> **Source excerpt**:
◆ ◆ ◆ ◆ ◆ ◆ ◆
Another town, another market.
Wet marketing is the best way we know to ground ourselves when we've landed somewhere new (or to re-familiarize ourselves when we're repeat visitors). Marketing is how we get a bead on local products and produce and acquire advance knowledge of what to look for in local eateries. It's total immersion. In Asia, every market - even the ones we've cruised fifty times over - promises to surprise.
Markets are, of course, a place of business. But they're also where news and gossip, conjectures about the weather and the harvest, opinions on local politics and, during festival periods, good wishes and small gifts are exchanged.
Almost every town in the Malaysian state of Sabah holds a tamu (a once-a-week-market). One Sunday last April we chose to skip Kota Kinabalu's famous Sunday market in favor of the Sunday tamu in Kota Belud, a sleepy town about an hour up the state's western coast. After an easy, picturesque drive that cut through forested hills and offered enticing glimpses of cloud-shrouded Mount Kinabalu and a tranquil, impossibly blue South China Sea, we took in an Asian market connoisseur's fantasy: under a canopy of old shade trees, a jumble of outdoor stalls extending on and on, as far as the eye could see.
The tamu seemed, at first glance, a bright, buzzing, hectic mess. As we made our first round of the stalls, however, order emerged. At the front of the market, mostly female vendors peddle their products from permanent corrugated metal-roofed stalls. Cultivated vegetables - lettuces, Chinese greens, carrots and eggplants and green peppers, garlic, onions, ginger, fresh turmeric, and leafy herbs - figure prominently here.
Dried fish too: pristine ikan bilis (dried anchovies),
large fillets of chile-rubbed dried fish that, when sniffed, induce a sneezing fit,
moist, fresh belacan, and bukuk, minute dried shrimp, sold by - among others - a Kuala Lumpur native named Norlinda.
Bukuk, she tells us, are dried in the sun just two or three days. They smell clean and briney, are barely-there but crunchy on the tongue, and are delicious stir-fried with eggpplant.
The markets's front section is also a fine place to pick up a bit of nourishment to eat on the spot - an assortment of kuih, perhaps, like those sold by Norlinda's mother-in-law (below), a petite lady with a wonderful apple doll face,
or wood-grilled chicken wings (a Sabah specialty).
To the market's rear, past the few Bajau (Sabahans originally from the Philippines, and reknowned for their skills as horsemen) offering cattle for sale, a chain link-fenced area houses the non-permanent part of Kota Belud's tamu. Unlike the vendors up front, who rent a specific stall for blocks of time, sellers here pay for their space on the ground, claimed when they arrive, on a week-by-week basis.
◆ ◆ ◆ ◆ ◆ ◆ ◆
> **Given entries**:
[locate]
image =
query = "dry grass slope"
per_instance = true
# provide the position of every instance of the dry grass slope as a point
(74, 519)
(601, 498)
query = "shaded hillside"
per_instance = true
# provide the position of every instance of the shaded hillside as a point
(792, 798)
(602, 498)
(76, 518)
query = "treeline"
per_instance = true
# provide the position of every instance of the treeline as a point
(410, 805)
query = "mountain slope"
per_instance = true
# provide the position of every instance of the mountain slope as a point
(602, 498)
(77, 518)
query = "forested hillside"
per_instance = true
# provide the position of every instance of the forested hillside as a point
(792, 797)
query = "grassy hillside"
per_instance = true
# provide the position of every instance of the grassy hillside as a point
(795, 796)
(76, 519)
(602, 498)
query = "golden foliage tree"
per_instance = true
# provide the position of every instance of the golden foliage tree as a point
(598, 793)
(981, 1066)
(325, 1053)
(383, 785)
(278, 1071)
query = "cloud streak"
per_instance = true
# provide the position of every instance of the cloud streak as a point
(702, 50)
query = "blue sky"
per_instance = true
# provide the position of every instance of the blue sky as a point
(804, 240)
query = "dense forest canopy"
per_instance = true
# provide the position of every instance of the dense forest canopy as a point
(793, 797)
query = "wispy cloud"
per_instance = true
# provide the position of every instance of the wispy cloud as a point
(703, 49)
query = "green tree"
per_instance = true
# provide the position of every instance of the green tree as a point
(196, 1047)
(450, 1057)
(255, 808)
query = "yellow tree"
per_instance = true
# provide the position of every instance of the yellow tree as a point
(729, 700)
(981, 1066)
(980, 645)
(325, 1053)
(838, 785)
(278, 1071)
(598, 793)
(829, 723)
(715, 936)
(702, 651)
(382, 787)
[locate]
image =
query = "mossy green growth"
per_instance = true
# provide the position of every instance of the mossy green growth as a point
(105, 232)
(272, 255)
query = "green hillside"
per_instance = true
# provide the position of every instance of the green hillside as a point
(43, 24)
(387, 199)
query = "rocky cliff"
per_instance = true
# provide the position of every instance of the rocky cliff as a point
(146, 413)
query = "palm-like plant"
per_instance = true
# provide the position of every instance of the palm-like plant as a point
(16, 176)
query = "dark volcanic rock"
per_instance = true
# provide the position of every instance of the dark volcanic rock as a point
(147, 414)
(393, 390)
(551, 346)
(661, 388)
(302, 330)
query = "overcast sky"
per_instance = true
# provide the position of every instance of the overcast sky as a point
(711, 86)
◆ ◆ ◆ ◆ ◆ ◆ ◆
> **Exercise objective**: Reproduce everything in the Kota Belud tamu passage from "Dried fish too: pristine" down to "(a Sabah specialty).". Rely solely on the passage about the Kota Belud tamu.

> **Exercise result**:
Dried fish too: pristine ikan bilis (dried anchovies),
large fillets of chile-rubbed dried fish that, when sniffed, induce a sneezing fit,
moist, fresh belacan, and bukuk, minute dried shrimp, sold by - among others - a Kuala Lumpur native named Norlinda.
Bukuk, she tells us, are dried in the sun just two or three days. They smell clean and briney, are barely-there but crunchy on the tongue, and are delicious stir-fried with eggpplant.
The markets's front section is also a fine place to pick up a bit of nourishment to eat on the spot - an assortment of kuih, perhaps, like those sold by Norlinda's mother-in-law (below), a petite lady with a wonderful apple doll face,
or wood-grilled chicken wings (a Sabah specialty).